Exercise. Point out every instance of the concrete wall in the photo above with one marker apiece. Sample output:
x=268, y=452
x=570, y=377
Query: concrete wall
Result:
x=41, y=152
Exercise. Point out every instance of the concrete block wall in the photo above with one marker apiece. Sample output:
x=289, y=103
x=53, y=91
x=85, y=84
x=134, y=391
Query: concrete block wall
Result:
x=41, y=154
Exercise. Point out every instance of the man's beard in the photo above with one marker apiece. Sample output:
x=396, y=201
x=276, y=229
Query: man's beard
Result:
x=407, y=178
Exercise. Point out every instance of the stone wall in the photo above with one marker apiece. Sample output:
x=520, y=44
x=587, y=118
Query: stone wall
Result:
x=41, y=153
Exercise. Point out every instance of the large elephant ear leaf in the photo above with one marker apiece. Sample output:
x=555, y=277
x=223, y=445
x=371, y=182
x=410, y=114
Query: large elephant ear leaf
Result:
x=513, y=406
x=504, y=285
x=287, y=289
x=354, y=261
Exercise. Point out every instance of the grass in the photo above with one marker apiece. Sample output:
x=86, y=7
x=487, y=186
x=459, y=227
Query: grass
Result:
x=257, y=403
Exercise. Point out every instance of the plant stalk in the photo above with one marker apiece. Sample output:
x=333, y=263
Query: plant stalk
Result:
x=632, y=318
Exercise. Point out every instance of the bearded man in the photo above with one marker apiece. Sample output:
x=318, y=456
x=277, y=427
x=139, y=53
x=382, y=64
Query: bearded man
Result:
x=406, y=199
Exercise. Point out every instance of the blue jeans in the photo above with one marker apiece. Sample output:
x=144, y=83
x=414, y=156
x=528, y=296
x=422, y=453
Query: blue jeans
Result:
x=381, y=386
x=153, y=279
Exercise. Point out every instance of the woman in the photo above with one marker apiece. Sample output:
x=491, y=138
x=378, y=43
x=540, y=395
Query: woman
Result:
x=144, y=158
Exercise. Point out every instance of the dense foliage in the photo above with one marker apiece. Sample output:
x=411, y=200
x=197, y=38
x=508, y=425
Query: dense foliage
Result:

● ● ●

With nothing left out, return each entry exactly.

Exercise. Point out every instance of the concrete wall in the photo above with one marker apiece. Sample output:
x=268, y=452
x=570, y=377
Query: concrete wall
Result:
x=41, y=152
Exercise. Point out every instance of the concrete block wall in the photo above with one marker apiece. Sample output:
x=289, y=103
x=53, y=91
x=85, y=84
x=134, y=391
Query: concrete block wall
Result:
x=41, y=154
Exercise. Point out every instance of the man's beard in the photo above with one marker apiece. Sample output:
x=396, y=201
x=276, y=229
Query: man's beard
Result:
x=407, y=178
Exercise. Point out every instance of the stone wall in the photo above with one marker apiece. Sample output:
x=520, y=44
x=587, y=118
Query: stone wall
Result:
x=41, y=153
Exercise. Point out every instance of the large elephant ear leaf in the photo above with one marker apiece. Sample output:
x=555, y=277
x=223, y=445
x=371, y=182
x=410, y=114
Query: large elephant ear leaf
Result:
x=513, y=406
x=504, y=285
x=287, y=289
x=354, y=261
Exercise. Point out every instance of the grass in the photo above with one marker apiece. Sample output:
x=86, y=7
x=487, y=186
x=459, y=227
Query: grass
Result:
x=257, y=403
Exercise. Point out every instance of the plant stalk in the photo above with one marker apiece. Sample output:
x=333, y=263
Query: plant stalk
Result:
x=632, y=318
Exercise. Point out every instance of the bearded man in the photo above with one marker apiece. Sample output:
x=318, y=456
x=277, y=427
x=139, y=53
x=382, y=64
Query: bearded man
Result:
x=406, y=199
Exercise. Point out every instance of the blue jeans in the photo above with one marker apiece. Sample output:
x=144, y=83
x=414, y=156
x=528, y=296
x=422, y=453
Query: blue jeans
Result:
x=381, y=386
x=153, y=279
Exercise. Point out every instance of the woman in the photo above with one marker apiece. Sample output:
x=491, y=138
x=378, y=43
x=540, y=395
Query: woman
Result:
x=144, y=158
Exercise. Point out every instance of the dense foliage in the photo above with one marker apiece. Sample output:
x=411, y=200
x=197, y=38
x=508, y=425
Query: dense foliage
Result:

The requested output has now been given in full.